## Your assignment:
All of the data should be reproduced word for word, though its pictures must be omitted.

## Available records:
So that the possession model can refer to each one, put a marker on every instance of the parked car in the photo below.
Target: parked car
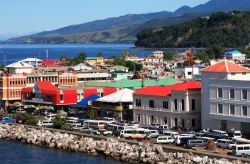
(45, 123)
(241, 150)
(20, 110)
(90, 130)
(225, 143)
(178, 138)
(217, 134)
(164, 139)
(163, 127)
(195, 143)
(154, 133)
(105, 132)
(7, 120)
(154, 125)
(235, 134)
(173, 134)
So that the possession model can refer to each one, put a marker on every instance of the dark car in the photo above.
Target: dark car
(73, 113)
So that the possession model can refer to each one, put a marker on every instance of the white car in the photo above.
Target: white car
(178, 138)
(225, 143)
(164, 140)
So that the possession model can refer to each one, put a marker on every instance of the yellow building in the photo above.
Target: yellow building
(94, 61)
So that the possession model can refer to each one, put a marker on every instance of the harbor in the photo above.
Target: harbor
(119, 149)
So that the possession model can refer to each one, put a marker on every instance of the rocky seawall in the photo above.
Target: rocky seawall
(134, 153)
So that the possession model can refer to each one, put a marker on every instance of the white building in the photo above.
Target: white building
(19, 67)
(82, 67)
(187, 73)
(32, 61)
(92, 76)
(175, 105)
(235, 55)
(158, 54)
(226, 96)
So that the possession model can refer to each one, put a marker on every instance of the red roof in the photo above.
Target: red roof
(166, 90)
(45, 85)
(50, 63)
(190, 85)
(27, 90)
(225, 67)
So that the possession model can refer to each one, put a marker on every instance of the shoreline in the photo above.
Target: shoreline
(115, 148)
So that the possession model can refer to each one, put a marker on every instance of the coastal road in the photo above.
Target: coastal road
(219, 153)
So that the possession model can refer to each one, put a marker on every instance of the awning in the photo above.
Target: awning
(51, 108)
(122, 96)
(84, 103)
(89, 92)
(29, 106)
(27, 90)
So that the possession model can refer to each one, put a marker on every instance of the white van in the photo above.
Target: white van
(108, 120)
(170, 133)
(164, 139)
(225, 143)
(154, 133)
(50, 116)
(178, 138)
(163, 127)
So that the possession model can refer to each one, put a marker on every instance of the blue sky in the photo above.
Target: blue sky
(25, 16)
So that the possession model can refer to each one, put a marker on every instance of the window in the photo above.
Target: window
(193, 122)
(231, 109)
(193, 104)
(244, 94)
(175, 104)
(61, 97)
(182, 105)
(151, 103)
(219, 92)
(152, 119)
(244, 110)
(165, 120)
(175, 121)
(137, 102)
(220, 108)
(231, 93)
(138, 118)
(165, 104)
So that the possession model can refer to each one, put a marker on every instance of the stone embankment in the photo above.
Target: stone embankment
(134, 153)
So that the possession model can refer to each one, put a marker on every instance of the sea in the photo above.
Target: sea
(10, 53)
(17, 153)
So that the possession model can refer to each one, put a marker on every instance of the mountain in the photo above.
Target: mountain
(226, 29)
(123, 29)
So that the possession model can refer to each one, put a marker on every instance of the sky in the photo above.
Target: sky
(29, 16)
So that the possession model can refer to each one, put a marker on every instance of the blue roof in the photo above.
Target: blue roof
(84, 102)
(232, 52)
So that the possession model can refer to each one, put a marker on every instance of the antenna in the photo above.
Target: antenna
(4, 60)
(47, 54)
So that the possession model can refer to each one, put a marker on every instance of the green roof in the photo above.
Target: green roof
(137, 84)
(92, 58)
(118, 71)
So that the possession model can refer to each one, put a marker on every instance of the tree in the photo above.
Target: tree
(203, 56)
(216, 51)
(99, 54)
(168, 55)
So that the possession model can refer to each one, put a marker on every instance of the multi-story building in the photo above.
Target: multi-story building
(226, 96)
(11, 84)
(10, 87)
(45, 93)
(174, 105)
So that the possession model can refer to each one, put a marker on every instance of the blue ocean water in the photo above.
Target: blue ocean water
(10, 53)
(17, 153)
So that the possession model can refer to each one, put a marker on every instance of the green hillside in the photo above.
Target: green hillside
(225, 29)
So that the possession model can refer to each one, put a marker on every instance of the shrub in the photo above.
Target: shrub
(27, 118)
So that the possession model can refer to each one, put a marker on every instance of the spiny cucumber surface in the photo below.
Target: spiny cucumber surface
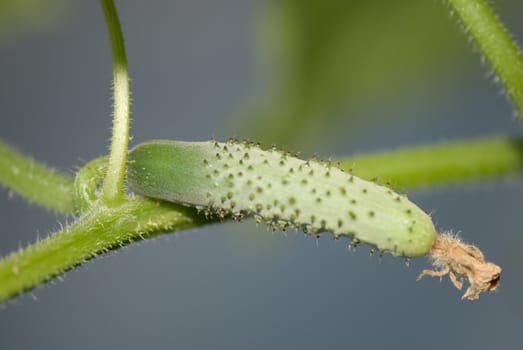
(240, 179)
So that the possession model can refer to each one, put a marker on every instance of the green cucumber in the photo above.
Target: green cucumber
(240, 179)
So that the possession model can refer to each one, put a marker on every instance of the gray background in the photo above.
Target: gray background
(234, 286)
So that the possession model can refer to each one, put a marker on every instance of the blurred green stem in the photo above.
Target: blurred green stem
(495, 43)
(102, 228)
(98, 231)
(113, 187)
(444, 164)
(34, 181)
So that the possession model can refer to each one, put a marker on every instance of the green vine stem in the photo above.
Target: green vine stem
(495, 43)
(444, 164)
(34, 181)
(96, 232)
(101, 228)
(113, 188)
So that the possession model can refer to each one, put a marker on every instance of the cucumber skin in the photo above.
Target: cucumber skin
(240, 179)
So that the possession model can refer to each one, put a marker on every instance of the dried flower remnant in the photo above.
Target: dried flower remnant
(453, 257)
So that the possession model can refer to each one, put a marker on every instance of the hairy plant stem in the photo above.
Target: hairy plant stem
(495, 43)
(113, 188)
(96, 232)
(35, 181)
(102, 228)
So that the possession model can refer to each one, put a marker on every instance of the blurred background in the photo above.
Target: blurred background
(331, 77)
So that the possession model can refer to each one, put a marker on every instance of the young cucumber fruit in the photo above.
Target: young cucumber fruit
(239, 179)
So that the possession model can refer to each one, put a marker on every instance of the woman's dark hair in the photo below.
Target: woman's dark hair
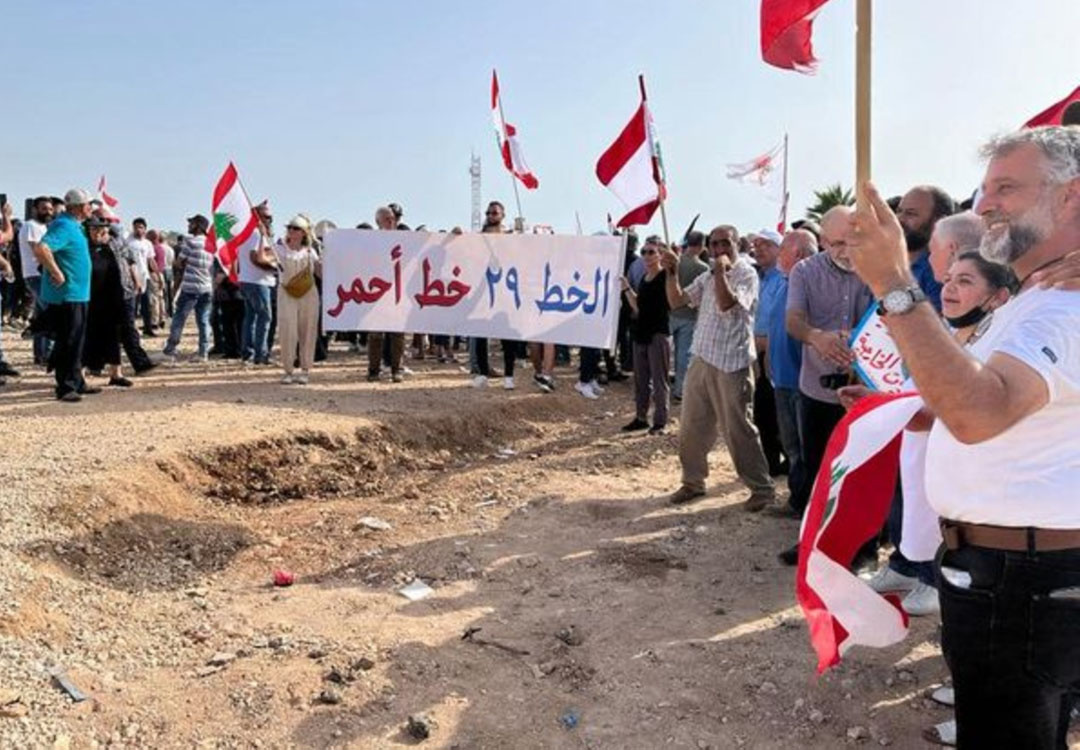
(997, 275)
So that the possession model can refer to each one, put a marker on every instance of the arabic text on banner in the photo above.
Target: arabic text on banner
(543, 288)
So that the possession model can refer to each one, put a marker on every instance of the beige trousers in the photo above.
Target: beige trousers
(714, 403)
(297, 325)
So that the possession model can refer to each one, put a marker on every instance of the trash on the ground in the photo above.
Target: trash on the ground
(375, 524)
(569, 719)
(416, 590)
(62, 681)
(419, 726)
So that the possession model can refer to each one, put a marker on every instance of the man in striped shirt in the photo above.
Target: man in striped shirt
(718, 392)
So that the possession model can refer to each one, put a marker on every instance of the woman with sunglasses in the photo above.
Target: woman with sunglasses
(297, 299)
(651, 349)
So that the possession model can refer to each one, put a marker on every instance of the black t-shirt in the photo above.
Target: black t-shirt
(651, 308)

## Answer space:
So that the possession model can refer to each one, put a marker on every instance of the parked car in the photo below.
Target: parked car
(45, 123)
(241, 150)
(20, 110)
(90, 130)
(225, 143)
(178, 138)
(217, 134)
(164, 139)
(163, 127)
(195, 143)
(154, 133)
(105, 132)
(7, 120)
(154, 125)
(235, 134)
(173, 134)
So that the possession model can refer to each one, put a marker on every instance of the dark car in the photo above.
Target: dark car
(73, 113)
So that the possession model can refer to each one, put a marker on every instance of the white car in the photo above.
Target: white car
(178, 138)
(225, 143)
(164, 140)
So that the possession model can refer to each one, put a marker on every instance of the yellow building in the photo above.
Target: yellow building
(94, 61)
So that the possession model can refer to each one, put a marker on every instance of the harbor in the photo above.
Target: harbor
(119, 149)
So that the possession model can refer to each one, put a marker on every instance of the rocky seawall in the photo above.
Target: rocky seawall
(134, 153)
So that the possession model can refer to each one, put a marker on every instance of the white building in the photo above.
Target: white building
(19, 67)
(82, 67)
(187, 73)
(32, 61)
(92, 76)
(175, 105)
(235, 55)
(158, 54)
(226, 96)
So that the possession model can refer to each one, put a marker on every instance of the red roof in the photo above.
Target: red roof
(166, 90)
(45, 85)
(50, 63)
(190, 85)
(27, 90)
(225, 67)
So that the possession model can refer to each one, put a marker on every instance of the shoreline in the photo above.
Target: shoreline
(115, 148)
So that the possession model can refer to each one, put a marker on every instance of the coastal road in the photo above.
Target: coastal road
(219, 153)
So that the possession model can refer to each one, put a marker on every instance of the awning in the photo above.
Target: awning
(51, 108)
(122, 96)
(84, 103)
(89, 92)
(29, 106)
(27, 90)
So that the possession model can refer to each one, put a marker on every instance of the white van in the photo above.
Target: white van
(108, 120)
(170, 133)
(164, 139)
(225, 143)
(154, 133)
(50, 116)
(178, 138)
(163, 127)
So that the possession model can refer to each one, put a marker on every instance of the blue sky in the photo above.
Target: blue sky
(25, 16)
So that the possession model can refer to each one, put a marker on every instance of the window in the photo above.
Target: window
(193, 122)
(231, 109)
(193, 104)
(244, 94)
(175, 104)
(61, 97)
(182, 105)
(151, 103)
(219, 92)
(152, 119)
(244, 110)
(165, 120)
(175, 121)
(137, 102)
(220, 108)
(231, 93)
(138, 118)
(165, 104)
So that the possession model can refer to each one, put a marker on every instance of the stone embankment in the photo above.
Target: stone embankment
(134, 153)
So that the possession model can refer to each one, put a marker on every instance of the sea in the photo above.
Target: sea
(10, 53)
(17, 153)
So that the possession model can refer to each one, put a marker on every instance of the mountain in the photo above.
Target: mountain
(226, 29)
(123, 29)
So that the possession model can refer to each one, put a marker on every instance of the sky in the photo above.
Target: sky
(29, 16)
So that the possession model can refer to each one, put a marker on every instance of the blue roof in the photo above.
Target: blue roof
(84, 102)
(232, 52)
So that the possession model can refer to each one, put a marker on every instance of the antenna in the photo above.
Target: antenna
(4, 60)
(47, 54)
So that the possession model can refer to each one, put a marker on every instance of the green roof in the photo above.
Target: green roof
(137, 84)
(92, 58)
(118, 71)
So that the possession model can refer to each one, put a marker on every instance of the tree in the photo above.
Target: tree
(203, 56)
(216, 51)
(99, 54)
(168, 55)
So that the possession model can refer to each one, put a marker on every instance of the multi-story building in the photo above.
Target: multi-story building
(226, 96)
(11, 84)
(10, 87)
(45, 93)
(174, 105)
So that the possession model can refer to each one, put a marker on every instance of the blue ocean water in the photo above.
Target: blue ocean water
(10, 53)
(17, 153)
So that the possession model can refer to each one, put a marker on every instance of the green hillside in the photo above.
Target: green hillside
(225, 29)
So that the possession model can refer to each one, put a marker on every instance of the shrub in the photo above.
Target: shrub
(27, 118)
So that the possession model can refer to each one, put a marker on every instance of the spiny cucumber surface in the photo below.
Target: spiny cucumber surface
(240, 179)
So that the possession model can refer to each one, put a marker on every instance of the green cucumber in the photo above.
Target: green cucumber
(240, 179)
So that the possession model can refer to each one, put a marker on every instance of the gray background in the photo above.
Target: gray background
(234, 286)
So that the possession model can refer to each one, put a marker on every instance of the blurred green stem in the photo above.
Target: blurred green stem
(495, 43)
(102, 228)
(98, 231)
(113, 187)
(444, 164)
(34, 181)
So that the possession model can refer to each one, put a marker on every instance of the green vine stem in the photo above.
Target: green vine stem
(495, 43)
(444, 164)
(34, 181)
(96, 232)
(101, 228)
(113, 188)
So that the possession model can refer to each one, put a marker on every instance of the cucumber skin in the photo above.
Target: cucumber skin
(240, 179)
So that the possession model can refer to each one, put a marker on every instance of the dried flower remnant in the photo above.
Target: dried flower remnant
(453, 257)
So that the possession model can refer to each one, put a marker on every instance of the hairy plant stem in the photo above.
Target: hairy plant stem
(495, 43)
(113, 188)
(96, 232)
(35, 181)
(102, 228)
So that the possession model can refer to each one, put a marker on every instance of the blurred background in the photo above.
Target: blurred background
(331, 77)
So that the possession model can refer to each one, put a marker on every instance of the young cucumber fruit in the photo above.
Target: young cucumber fruit
(239, 179)
So that the possession model can refer to each one, put a marker on every instance of the woman's dark hair in the photo below.
Target: woman's dark hair
(997, 275)
So that the possession model can refer to each one, put a marker on every instance of the arabic text on banner in the photo above.
Target: arabic text on banner
(543, 288)
So that the possession model can refer to each one, put a marker on every instance of the beige trousers in the photo above.
Target: beige trousers
(714, 403)
(297, 325)
So that the possession model can refer to each one, put a marker on every instance of the trash on the ground in the photo above.
Target: trash on the ground
(375, 524)
(569, 719)
(416, 590)
(62, 681)
(419, 726)
So that the possession model can refer to each one, put a marker on every instance of the man in striped shirt in the photo above.
Target: man in striped shirt
(718, 392)
So that the possession model can refer to each one, put a marker on every instance of the woman with sunglasses in the photo above.
Target: woman with sunglasses
(297, 299)
(651, 349)
So that the possession model can refer to each one, put a marker on every instance of the black t-shirt in the photo above.
Target: black t-shirt
(651, 308)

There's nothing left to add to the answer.